_WORKING DATA_.
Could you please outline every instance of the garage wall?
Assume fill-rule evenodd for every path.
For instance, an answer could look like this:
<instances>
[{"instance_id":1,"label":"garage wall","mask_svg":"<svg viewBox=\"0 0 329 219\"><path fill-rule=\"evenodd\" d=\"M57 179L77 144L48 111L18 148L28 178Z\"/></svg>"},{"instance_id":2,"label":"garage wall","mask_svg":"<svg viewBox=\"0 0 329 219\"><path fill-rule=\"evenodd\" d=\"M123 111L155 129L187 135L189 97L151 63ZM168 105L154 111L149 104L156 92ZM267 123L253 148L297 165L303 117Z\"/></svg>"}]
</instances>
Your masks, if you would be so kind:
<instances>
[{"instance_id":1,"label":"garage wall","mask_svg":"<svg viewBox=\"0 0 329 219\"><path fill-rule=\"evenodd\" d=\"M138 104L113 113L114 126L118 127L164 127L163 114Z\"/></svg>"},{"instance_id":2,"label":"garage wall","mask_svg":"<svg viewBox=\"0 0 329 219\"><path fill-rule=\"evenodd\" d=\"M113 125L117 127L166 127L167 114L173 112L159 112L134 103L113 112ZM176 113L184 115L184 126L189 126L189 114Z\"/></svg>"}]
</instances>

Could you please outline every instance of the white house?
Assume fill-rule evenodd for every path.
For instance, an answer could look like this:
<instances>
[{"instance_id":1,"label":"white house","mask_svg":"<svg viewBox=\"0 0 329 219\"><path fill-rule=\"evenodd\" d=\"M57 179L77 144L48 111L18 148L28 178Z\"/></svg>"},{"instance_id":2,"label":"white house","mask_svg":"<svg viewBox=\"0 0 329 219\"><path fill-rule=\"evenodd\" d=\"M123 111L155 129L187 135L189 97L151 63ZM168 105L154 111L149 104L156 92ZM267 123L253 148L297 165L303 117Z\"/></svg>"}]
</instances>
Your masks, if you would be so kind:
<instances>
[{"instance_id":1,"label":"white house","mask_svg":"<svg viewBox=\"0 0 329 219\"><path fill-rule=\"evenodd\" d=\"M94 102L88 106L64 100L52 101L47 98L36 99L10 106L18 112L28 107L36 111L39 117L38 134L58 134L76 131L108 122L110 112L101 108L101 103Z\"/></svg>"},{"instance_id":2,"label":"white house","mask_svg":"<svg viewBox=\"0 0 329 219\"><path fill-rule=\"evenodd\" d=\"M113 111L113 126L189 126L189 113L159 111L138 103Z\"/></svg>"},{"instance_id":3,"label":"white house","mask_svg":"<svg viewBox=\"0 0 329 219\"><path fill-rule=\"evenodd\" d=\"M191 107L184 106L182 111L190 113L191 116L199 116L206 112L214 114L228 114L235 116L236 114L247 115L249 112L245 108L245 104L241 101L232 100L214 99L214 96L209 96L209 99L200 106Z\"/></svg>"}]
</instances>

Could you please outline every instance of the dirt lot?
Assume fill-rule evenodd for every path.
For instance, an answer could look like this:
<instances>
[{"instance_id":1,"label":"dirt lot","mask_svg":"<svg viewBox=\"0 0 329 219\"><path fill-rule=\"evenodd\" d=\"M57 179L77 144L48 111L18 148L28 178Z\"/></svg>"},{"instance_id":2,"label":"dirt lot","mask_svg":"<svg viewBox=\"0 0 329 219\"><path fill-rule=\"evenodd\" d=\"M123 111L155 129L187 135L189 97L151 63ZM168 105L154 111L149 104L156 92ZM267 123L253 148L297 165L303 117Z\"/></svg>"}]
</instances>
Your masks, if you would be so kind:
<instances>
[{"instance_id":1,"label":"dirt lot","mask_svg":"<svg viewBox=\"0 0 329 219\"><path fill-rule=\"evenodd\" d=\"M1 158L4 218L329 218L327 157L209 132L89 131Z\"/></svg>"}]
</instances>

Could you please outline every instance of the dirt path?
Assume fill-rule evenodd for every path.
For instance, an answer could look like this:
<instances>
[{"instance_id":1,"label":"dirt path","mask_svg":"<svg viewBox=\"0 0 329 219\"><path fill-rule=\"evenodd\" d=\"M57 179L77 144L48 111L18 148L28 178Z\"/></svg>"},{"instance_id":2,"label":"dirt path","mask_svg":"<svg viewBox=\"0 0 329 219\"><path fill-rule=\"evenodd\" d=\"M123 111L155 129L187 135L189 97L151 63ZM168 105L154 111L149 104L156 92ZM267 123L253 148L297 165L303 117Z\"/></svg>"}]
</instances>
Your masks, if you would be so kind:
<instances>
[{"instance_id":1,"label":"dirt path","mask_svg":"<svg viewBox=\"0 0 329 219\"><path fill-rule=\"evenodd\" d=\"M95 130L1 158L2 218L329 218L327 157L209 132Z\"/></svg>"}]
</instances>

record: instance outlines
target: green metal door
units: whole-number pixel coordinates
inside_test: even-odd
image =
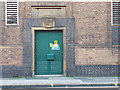
[[[63,32],[35,31],[35,75],[63,73]]]

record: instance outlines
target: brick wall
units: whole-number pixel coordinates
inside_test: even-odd
[[[0,7],[1,7],[0,2]],[[118,63],[116,48],[107,48],[111,44],[111,27],[110,27],[110,2],[20,2],[19,3],[19,26],[6,26],[5,21],[0,20],[0,28],[2,28],[2,43],[4,46],[21,46],[22,47],[22,20],[23,18],[32,18],[32,5],[66,5],[66,18],[75,18],[75,51],[76,65],[105,65]],[[2,12],[0,8],[0,13]],[[1,14],[0,14],[1,18]],[[99,48],[90,48],[87,46],[99,46]],[[86,47],[84,47],[86,46]],[[103,47],[104,46],[104,47]],[[10,52],[17,59],[11,63],[8,58]],[[5,48],[3,52],[3,65],[18,65],[16,60],[20,60],[22,65],[22,48]],[[97,53],[97,54],[96,54]],[[104,55],[103,55],[104,53]],[[94,54],[94,55],[93,55]],[[5,56],[5,57],[4,57]],[[96,57],[95,57],[96,56]],[[107,57],[105,57],[107,56]],[[6,64],[6,62],[9,62]]]

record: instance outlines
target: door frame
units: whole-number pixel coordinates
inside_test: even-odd
[[[61,76],[61,75],[35,75],[35,31],[39,30],[39,31],[54,31],[54,30],[62,30],[63,31],[63,75],[62,76],[66,76],[66,27],[54,27],[54,28],[44,28],[44,27],[32,27],[32,77],[35,76]]]

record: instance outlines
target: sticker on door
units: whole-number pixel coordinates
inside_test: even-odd
[[[60,50],[59,44],[57,40],[54,40],[54,44],[50,43],[51,50]]]

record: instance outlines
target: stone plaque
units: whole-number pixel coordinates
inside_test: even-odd
[[[43,27],[52,28],[55,26],[55,18],[45,17],[43,18]]]

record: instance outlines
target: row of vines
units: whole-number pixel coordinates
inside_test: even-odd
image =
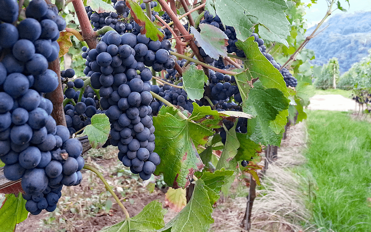
[[[344,10],[339,1],[327,1],[323,19],[305,37],[303,17],[311,5],[300,0],[0,1],[10,6],[0,9],[0,77],[6,80],[0,82],[0,94],[20,102],[25,94],[12,87],[17,84],[9,77],[27,75],[35,80],[27,83],[35,97],[53,104],[43,124],[33,115],[47,107],[29,107],[35,105],[32,101],[19,105],[27,120],[0,122],[0,159],[5,163],[0,192],[6,194],[0,230],[13,231],[29,212],[53,211],[62,187],[81,182],[83,166],[101,179],[126,216],[100,231],[208,231],[221,194],[227,195],[241,173],[250,176],[252,186],[259,184],[262,150],[280,146],[288,120],[306,118],[303,107],[309,103],[312,73],[308,61],[314,56],[304,47],[332,11]],[[39,13],[44,5],[52,12]],[[59,35],[42,27],[33,39],[50,40],[50,54],[32,45],[36,42],[21,29],[31,18],[45,28],[53,20],[58,25]],[[13,28],[23,35],[11,45],[12,36],[7,40],[4,35]],[[31,45],[24,48],[23,43]],[[29,57],[17,53],[33,46]],[[47,60],[41,74],[32,69]],[[0,117],[15,115],[13,107],[0,107]],[[36,120],[40,126],[34,125]],[[29,124],[29,139],[13,132]],[[43,127],[52,146],[38,137]],[[84,152],[110,145],[142,179],[162,175],[174,189],[192,186],[187,204],[169,222],[165,225],[166,210],[158,201],[130,218],[102,175],[83,165]],[[25,161],[34,156],[30,149],[50,152],[51,157],[42,158],[45,165],[41,158]],[[60,172],[53,172],[54,166]],[[34,177],[41,184],[33,182]]]

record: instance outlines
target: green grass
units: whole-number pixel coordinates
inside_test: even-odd
[[[371,124],[344,112],[307,113],[305,156],[318,231],[371,231]]]
[[[312,89],[312,91],[314,92],[315,95],[327,95],[328,94],[340,94],[340,95],[348,98],[352,98],[352,94],[353,92],[351,90],[343,90],[336,89],[328,89],[326,90],[316,89],[313,85],[310,85],[310,88]]]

_DIRECTIONS FOR THIS TASK_.
List every line of the records above that contains the string "target", treating uppercase and lowercase letters as distinct.

_COMPLETE OUTPUT_.
target: green metal door
target: brick wall
target: door frame
target: sticker on door
target: stone plaque
target: row of vines
target: green grass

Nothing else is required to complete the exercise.